Required action →
Please give back, exactly as written, only the line containing "[point] every instance of the contrail" and every line after it until the data below ends.

Records for this exercise →
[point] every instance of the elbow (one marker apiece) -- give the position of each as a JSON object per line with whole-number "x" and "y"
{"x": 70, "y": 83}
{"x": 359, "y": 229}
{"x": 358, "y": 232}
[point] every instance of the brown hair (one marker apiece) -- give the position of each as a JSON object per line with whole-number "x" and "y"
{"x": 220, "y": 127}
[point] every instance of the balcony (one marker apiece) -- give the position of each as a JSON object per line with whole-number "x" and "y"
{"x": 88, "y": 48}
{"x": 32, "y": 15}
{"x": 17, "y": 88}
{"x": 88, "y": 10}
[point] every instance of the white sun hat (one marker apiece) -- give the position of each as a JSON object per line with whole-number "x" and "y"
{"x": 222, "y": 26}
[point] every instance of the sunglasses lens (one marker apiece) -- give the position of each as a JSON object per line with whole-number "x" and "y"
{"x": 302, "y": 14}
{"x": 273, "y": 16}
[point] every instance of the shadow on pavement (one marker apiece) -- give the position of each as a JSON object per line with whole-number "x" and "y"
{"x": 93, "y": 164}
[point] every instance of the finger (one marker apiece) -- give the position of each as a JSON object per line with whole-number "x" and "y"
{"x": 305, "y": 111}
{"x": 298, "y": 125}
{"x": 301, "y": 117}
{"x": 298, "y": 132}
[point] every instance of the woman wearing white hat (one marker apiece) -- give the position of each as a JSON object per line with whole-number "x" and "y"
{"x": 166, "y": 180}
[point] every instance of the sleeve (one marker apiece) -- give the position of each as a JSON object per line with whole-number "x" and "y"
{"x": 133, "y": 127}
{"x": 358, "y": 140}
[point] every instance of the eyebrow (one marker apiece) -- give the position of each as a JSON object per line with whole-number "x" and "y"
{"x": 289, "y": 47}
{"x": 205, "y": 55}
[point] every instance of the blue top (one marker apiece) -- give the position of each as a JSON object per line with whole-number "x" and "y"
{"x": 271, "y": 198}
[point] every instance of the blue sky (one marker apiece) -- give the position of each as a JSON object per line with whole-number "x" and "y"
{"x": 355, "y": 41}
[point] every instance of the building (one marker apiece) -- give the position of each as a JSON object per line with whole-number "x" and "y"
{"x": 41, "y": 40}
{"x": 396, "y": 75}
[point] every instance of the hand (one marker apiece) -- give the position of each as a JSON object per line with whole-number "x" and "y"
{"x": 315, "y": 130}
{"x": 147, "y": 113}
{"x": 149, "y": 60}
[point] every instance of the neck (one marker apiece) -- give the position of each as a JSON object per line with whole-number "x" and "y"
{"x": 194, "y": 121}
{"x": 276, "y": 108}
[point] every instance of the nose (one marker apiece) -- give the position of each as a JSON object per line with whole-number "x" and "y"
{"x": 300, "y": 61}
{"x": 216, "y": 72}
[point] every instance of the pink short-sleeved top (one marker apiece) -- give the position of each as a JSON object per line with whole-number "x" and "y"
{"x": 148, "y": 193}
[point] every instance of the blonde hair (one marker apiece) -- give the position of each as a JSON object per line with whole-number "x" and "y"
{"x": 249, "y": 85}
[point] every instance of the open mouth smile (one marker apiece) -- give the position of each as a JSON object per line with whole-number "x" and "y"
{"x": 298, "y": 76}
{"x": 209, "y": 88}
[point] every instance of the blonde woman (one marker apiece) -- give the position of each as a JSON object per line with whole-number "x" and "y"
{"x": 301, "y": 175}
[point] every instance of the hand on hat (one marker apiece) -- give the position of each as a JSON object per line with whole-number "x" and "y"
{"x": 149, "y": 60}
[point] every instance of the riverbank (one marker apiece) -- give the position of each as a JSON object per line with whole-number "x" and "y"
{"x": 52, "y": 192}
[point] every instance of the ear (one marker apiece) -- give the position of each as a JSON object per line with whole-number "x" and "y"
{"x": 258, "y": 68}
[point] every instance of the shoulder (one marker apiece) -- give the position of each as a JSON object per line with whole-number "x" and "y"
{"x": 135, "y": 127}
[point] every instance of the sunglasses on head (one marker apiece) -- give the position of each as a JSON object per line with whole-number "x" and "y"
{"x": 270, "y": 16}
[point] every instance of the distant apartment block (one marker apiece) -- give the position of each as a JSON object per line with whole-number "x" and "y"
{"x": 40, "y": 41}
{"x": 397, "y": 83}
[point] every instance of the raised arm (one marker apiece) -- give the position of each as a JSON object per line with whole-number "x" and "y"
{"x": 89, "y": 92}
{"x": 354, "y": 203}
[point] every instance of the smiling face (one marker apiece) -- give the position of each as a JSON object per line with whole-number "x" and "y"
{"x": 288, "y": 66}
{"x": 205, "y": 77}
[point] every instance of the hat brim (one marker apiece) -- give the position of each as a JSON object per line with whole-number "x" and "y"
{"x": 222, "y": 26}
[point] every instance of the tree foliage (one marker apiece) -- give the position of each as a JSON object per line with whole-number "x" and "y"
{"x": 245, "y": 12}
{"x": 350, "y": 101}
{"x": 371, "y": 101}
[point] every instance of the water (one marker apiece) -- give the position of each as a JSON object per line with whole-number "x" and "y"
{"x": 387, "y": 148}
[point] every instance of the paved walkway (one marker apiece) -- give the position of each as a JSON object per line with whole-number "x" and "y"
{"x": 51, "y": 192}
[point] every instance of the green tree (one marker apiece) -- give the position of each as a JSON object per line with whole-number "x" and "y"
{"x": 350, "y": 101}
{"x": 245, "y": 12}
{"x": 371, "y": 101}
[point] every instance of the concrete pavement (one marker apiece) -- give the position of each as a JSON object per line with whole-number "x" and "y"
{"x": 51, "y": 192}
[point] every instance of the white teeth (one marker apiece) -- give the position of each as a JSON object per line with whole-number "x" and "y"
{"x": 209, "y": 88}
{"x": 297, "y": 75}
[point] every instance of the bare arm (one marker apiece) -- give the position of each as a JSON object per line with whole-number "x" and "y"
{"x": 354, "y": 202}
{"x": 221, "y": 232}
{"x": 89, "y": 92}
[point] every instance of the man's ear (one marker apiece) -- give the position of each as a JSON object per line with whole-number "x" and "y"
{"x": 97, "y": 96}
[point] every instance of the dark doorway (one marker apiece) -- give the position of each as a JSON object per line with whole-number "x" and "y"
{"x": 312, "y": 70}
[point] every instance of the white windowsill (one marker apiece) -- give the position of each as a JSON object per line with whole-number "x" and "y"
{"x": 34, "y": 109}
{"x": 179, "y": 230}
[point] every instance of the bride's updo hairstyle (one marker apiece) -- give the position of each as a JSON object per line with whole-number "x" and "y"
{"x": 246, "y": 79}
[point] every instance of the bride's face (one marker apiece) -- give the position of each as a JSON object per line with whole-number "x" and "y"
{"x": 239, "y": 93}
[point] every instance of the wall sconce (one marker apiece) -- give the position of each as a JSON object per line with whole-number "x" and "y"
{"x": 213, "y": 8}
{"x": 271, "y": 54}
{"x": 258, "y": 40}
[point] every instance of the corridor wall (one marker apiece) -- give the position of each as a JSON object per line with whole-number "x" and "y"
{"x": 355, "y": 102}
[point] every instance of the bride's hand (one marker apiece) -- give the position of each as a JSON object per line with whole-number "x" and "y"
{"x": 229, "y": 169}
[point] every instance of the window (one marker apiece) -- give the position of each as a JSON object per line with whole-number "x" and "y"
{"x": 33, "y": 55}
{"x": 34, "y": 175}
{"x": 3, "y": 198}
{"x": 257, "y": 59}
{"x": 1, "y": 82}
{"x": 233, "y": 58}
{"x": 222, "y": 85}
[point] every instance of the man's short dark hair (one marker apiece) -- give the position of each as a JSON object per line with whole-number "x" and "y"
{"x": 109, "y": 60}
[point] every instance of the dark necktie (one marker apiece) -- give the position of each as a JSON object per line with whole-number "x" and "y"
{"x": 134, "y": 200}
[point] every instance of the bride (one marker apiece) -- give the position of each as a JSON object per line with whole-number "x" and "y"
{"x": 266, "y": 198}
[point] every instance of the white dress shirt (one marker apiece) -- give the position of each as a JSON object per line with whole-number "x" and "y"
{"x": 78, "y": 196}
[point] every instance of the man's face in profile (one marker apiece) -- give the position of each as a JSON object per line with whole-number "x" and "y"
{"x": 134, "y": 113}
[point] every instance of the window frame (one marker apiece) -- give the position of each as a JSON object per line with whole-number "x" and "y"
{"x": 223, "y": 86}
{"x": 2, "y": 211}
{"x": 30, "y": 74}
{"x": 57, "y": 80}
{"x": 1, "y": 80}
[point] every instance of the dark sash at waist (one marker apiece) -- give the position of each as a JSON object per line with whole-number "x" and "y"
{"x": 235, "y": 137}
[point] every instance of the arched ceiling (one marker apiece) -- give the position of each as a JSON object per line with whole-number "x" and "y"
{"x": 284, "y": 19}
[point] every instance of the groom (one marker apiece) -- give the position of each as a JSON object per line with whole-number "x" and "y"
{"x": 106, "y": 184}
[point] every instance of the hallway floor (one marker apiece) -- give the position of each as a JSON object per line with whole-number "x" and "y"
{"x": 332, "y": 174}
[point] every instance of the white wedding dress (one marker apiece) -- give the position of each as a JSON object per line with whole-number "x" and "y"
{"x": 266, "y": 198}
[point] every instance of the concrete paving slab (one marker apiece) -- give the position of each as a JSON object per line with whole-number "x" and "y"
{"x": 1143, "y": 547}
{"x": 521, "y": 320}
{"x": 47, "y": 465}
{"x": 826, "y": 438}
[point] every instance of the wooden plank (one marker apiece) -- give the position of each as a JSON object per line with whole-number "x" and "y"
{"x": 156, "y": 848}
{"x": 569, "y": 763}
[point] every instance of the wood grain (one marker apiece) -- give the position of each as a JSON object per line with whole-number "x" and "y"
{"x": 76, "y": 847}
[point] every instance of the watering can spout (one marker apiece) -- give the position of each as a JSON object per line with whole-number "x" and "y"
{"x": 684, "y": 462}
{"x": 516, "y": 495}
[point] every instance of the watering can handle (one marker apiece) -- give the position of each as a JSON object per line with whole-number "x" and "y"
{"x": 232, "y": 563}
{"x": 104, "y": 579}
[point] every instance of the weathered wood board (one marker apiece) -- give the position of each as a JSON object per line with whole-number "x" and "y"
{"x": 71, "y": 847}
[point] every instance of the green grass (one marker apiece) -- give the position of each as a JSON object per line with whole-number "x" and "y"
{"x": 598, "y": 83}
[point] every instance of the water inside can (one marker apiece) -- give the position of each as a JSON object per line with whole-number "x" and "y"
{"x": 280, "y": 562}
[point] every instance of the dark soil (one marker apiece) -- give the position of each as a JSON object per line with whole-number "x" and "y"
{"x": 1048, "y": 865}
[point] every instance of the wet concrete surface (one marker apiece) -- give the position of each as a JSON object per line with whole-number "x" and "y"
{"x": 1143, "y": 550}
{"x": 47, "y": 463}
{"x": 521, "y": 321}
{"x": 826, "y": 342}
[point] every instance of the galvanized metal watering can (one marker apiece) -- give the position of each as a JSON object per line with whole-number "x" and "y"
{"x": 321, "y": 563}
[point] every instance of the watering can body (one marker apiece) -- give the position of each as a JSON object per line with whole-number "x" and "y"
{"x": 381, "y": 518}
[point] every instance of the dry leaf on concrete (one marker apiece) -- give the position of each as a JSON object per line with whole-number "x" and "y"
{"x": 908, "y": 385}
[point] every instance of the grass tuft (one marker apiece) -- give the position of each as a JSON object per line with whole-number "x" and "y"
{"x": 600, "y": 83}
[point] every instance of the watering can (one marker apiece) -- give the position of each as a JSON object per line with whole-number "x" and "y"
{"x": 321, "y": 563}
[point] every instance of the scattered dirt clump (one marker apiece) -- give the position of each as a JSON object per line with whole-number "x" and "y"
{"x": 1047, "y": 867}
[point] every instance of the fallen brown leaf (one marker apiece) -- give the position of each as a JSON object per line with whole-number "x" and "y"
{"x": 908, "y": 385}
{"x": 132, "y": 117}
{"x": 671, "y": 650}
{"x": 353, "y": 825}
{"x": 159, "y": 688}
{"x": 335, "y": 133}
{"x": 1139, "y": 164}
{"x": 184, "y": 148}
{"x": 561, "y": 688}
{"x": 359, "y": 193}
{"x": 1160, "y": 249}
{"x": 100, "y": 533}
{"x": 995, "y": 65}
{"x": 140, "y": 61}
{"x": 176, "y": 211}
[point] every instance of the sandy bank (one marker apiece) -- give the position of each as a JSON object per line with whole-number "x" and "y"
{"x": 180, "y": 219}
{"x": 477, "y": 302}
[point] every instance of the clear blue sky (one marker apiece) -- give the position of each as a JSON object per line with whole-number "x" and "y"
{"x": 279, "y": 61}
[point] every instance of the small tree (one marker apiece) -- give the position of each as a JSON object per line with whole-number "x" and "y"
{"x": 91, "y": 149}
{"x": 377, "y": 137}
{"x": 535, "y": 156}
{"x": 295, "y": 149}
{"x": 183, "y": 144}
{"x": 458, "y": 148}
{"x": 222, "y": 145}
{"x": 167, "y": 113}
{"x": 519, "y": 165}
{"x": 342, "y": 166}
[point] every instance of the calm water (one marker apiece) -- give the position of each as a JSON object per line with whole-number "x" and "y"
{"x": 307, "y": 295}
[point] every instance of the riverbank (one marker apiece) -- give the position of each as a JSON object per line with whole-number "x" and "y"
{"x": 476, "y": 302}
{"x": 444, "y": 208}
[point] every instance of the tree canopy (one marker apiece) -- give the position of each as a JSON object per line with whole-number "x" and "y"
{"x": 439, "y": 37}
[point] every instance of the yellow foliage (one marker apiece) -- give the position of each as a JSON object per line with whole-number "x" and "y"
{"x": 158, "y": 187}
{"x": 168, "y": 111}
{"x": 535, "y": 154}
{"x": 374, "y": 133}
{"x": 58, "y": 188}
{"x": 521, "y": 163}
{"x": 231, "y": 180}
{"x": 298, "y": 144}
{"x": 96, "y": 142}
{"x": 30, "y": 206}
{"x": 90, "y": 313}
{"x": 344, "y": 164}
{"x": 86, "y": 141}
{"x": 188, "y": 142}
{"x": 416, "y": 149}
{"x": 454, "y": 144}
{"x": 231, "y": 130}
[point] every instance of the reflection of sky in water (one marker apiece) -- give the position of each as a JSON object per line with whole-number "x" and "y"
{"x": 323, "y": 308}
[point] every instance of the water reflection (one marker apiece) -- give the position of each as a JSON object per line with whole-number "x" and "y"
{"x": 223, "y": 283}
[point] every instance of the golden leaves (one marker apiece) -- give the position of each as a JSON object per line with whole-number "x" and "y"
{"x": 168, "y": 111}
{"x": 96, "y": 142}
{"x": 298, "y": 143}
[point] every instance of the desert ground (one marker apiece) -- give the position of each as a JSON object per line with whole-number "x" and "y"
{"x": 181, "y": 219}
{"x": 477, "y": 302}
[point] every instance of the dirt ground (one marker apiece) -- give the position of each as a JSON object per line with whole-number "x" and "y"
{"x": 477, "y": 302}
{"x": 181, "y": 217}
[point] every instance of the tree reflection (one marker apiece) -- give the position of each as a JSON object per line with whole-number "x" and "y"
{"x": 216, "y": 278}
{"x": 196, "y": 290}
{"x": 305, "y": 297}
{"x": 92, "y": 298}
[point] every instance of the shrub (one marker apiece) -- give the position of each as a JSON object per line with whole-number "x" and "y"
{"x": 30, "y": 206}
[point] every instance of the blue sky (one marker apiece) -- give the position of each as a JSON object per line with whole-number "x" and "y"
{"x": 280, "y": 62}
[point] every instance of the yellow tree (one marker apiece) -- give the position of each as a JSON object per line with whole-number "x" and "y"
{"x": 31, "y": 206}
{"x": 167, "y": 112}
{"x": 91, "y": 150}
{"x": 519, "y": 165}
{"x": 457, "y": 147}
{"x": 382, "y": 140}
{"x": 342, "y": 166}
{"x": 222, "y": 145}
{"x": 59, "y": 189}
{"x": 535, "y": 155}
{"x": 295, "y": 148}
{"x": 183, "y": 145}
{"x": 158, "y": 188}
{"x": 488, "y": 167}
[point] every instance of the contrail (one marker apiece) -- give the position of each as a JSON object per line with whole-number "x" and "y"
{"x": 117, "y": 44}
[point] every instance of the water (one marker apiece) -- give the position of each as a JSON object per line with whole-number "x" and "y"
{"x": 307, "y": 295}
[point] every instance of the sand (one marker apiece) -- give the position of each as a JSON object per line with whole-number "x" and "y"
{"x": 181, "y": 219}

Response area →
[point] every instance of the contrail (one marker apiece) -- give the position of each as a JSON object per line with whole-number "x" and "y"
{"x": 117, "y": 44}
[point] every instance of the water (one marker apiece) -- give the position of each as a JSON object per line with whole-number "x" and "y"
{"x": 307, "y": 295}
[point] every instance of the sand (one marker apiece) -- give the position of each as a JSON object per line with whole-number "x" and "y"
{"x": 181, "y": 219}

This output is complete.